--- What you need to do ---
**a)** List every distinct speaker in the legislative debate transcript, using the name as it appears before each remark.
**b)** In the legislative debate transcript, to which minister does Mr. S. Smith direct his question about the sale of land in Hamilton?
**c)** Return the passage of the legislative debate transcript from "Hon. Mr. Bernier: No." to "Rhodes: Good morning.", copied word for word.

--- Excerpted passage ---

[Begin]

Hon. Mr. Bernier: I would advise the hon. member that we’re working very closely with the Ministry of the Environment and I can assure him we’ll make sure that there is no damage to the water supply to those communities.

Mr. Laughren: Has the minister access or does his ministry have access to the information already accumulated by Hollinger as to the size of the ore body in that immediate vicinity?

Hon. Mr. Bernier: No.

Mr. S. Smith: A final supplementary on this: Perhaps it’s just an oversight -- the minister mentioned that Hollinger has agreed; have the other companies agreed as well? Can he take some steps to guarantee that in future mining claims won’t be handed out right in the middle of major water supplies?

Hon. Mr. Bernier: Yes, Mr. Speaker. Those other people involved -- at least, the owner of the claim has shown his desire to co-operate fully. As we move around into other areas, of course, we will make sure no water supply is placed in jeopardy.

SALE OF LAND IN HAMILTON

Mr. S. Smith: A question for the Minister of Housing -- good morning, Jack.

Hon. Mr. Rhodes: Good morning.

Mr. S. Smith: Can he explain why it is that government-owned land on Hamilton Mountain, the large acreage there, is being released for sale, bit by bit, in very small quantities at speculative prices, rather than in large quantities all at once which might help to drive down the price of land in Hamilton?

Mr. Deans: I asked Stanley Randall that in 1968. Give him the same answer. Do you remember me asking that?

[End]

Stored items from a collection
[Begin]

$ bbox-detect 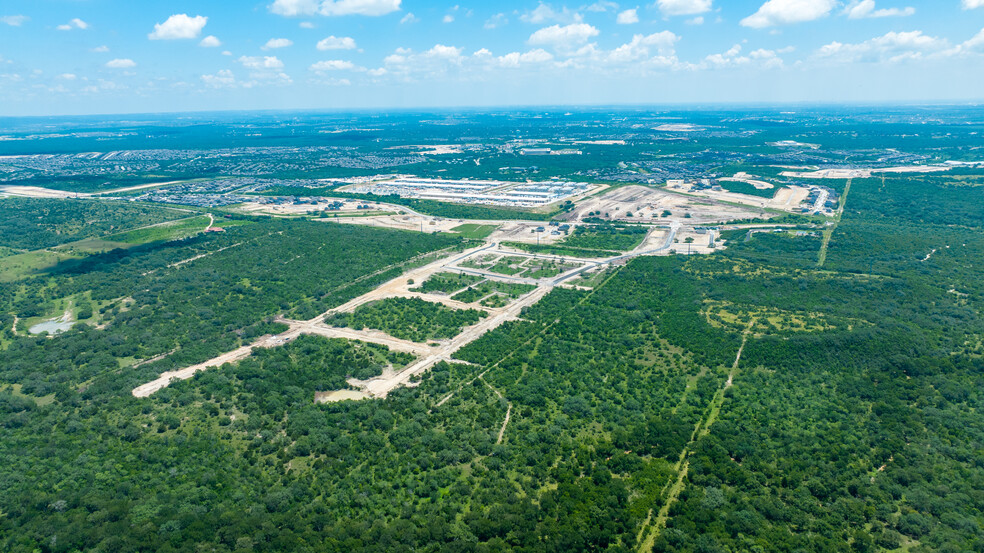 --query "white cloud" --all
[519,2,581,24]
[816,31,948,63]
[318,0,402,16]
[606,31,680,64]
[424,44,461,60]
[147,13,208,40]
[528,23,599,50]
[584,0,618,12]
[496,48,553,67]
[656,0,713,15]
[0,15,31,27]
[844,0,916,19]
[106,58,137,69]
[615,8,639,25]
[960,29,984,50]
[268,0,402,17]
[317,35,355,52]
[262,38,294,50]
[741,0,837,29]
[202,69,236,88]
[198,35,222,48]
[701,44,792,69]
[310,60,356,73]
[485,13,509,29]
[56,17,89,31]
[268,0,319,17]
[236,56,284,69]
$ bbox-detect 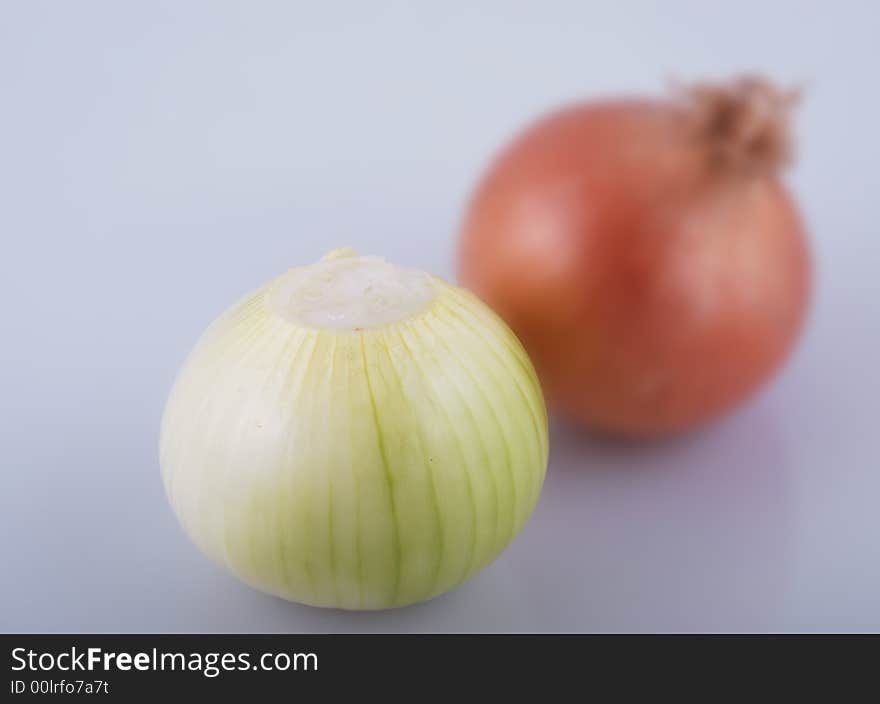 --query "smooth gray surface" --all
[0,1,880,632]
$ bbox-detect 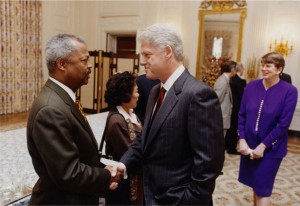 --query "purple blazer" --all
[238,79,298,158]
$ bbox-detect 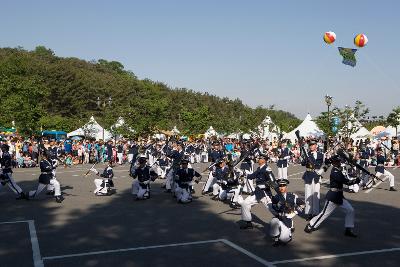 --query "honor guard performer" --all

[End]

--- In response ---
**a)**
Hon. Mr. Bernier
Mr. Laughren
Mr. S. Smith
Hon. Mr. Rhodes
Mr. Deans

**b)** The Minister of Housing.

**c)**
Hon. Mr. Bernier: No.

Mr. S. Smith: A final supplementary on this: Perhaps it’s just an oversight -- the minister mentioned that Hollinger has agreed; have the other companies agreed as well? Can he take some steps to guarantee that in future mining claims won’t be handed out right in the middle of major water supplies?

Hon. Mr. Bernier: Yes, Mr. Speaker. Those other people involved -- at least, the owner of the claim has shown his desire to co-operate fully. As we move around into other areas, of course, we will make sure no water supply is placed in jeopardy.

SALE OF LAND IN HAMILTON

Mr. S. Smith: A question for the Minister of Housing -- good morning, Jack.

Hon. Mr. Rhodes: Good morning.